[Tasks to carry out]
- A) Answer these from the column on government sunshine:
(i) On what date does SB 2289 become state law?
(ii) By what vote did the U.S. Supreme Court rule on the Westboro pickets?
(iii) What penalty does SB 2289 create that Mississippi has never had before?
- B) Reproduce a passage of the column on government sunshine word for word. Begin at the words "When a homeowner" and stop after "been a challenge.".

### Text block ###

Believe it or not, government ‘sunshine’ is practical
Published 12:00 am Sunday, March 13, 2011
OXFORD — Gas prices have the public’s attention. Senate Bill 2289, which has been signed by Gov. Haley Barbour and becomes state law July 1, does not.
That’s not surprising. The pain at the pump is real, tangible. Access to government meetings and records, which will be bolstered in SB 2289, isn’t the hot topic in the lunchroom.
So it is with many First Amendment freedoms — speech, press, religion, assembly and petition. They are seen as lofty and conceptual. They are pie-in-the-sky words engraved on courthouse walls. Too, when the freedoms are enforced, the results often seem absurd.
Take the case of tiny Westboro Church. That’s the Kansas group where the pastor and all five members, many of whom are his kinfolk, have decided American soldiers have died in combat because God is punishing America for its increasing tolerance of homosexuality. The group, which uses Baptist in its name but has no known affiliation with any other church, creates furor by showing up at soldiers’ funerals with banners and posters proclaiming its views.
Efforts to pass laws to halt the pickets wound up at the U.S. Supreme Court, which ruled 8-1 two weeks ago that the Constitution protects the Westboro folks.
People didn’t like the ruling or understand why the court’s most liberal and most conservative justices agreed to shield the picketers. Court protection for people doing despicable things always results in strong public reaction — comments that the justices must be as wacky as those who exploit the grief of military families. But it’s such far-out cases, along with little-noticed legislation such as SB 2289, that serve as a check on the incremental growth of government power.
This is Sunshine Week, an observance promoted annually by a coalition of press and public institutions. The purpose is to increase awareness of our fundamental freedom to be self-governed, also embodied as a constitutional mandate. We can’t be self-governing without knowing what managers of public policies and programs are doing. We can’t know without access.
So when do such matters become practical? When do people care about open meetings and records?
Again, not complicated. As with gas prices, it’s when the issue becomes personal.
When a homeowner learns a lot down the street has been rezoned for a juke joint, the homeowner cares about why there was no notice, no opportunity to be heard. When a parent learns a school zone has been changed, the parent wants to know why. When a property owner hears others are paying taxes at a lower rate, the property owner wants to check it out.
Mississippi law gives strong support to a general policy of open access to meetings and records, but enforcement has been a challenge.
SB 2289 changes that. Aside from scattered municipal ordinances that were never enforced, Mississippi has never before had what the law creates — a civil fine for records custodians and meeting participants who flagrantly violate laws designed to guarantee public access.

### Stored rows ###

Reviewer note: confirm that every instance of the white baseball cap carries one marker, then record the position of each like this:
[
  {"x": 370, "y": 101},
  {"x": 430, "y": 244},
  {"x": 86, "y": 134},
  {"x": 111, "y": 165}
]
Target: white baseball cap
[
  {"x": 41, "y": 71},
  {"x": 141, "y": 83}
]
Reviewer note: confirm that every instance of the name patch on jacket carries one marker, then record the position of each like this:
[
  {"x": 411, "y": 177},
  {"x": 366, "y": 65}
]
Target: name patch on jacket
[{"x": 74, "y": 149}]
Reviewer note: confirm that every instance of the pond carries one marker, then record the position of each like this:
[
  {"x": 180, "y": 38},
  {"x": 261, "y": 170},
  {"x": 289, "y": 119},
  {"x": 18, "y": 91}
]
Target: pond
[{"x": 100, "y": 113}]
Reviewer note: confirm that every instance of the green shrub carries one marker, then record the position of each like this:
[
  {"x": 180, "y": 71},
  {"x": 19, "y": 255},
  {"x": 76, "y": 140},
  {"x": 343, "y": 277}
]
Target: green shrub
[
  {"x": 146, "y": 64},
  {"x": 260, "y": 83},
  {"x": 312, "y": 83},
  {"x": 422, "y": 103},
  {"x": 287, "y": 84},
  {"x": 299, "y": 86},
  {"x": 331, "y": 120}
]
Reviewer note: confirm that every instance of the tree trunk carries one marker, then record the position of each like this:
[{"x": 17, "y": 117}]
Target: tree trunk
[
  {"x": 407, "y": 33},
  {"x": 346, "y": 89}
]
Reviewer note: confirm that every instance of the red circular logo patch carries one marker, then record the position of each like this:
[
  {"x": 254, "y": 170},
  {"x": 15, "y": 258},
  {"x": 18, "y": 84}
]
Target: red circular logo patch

###

[Outputs in order]
- A)
(i) July 1
(ii) 8-1
(iii) A civil fine for records custodians and meeting participants who flagrantly violate laws designed to guarantee public access

- B)
When a homeowner learns a lot down the street has been rezoned for a juke joint, the homeowner cares about why there was no notice, no opportunity to be heard. When a parent learns a school zone has been changed, the parent wants to know why. When a property owner hears others are paying taxes at a lower rate, the property owner wants to check it out.
Mississippi law gives strong support to a general policy of open access to meetings and records, but enforcement has been a challenge.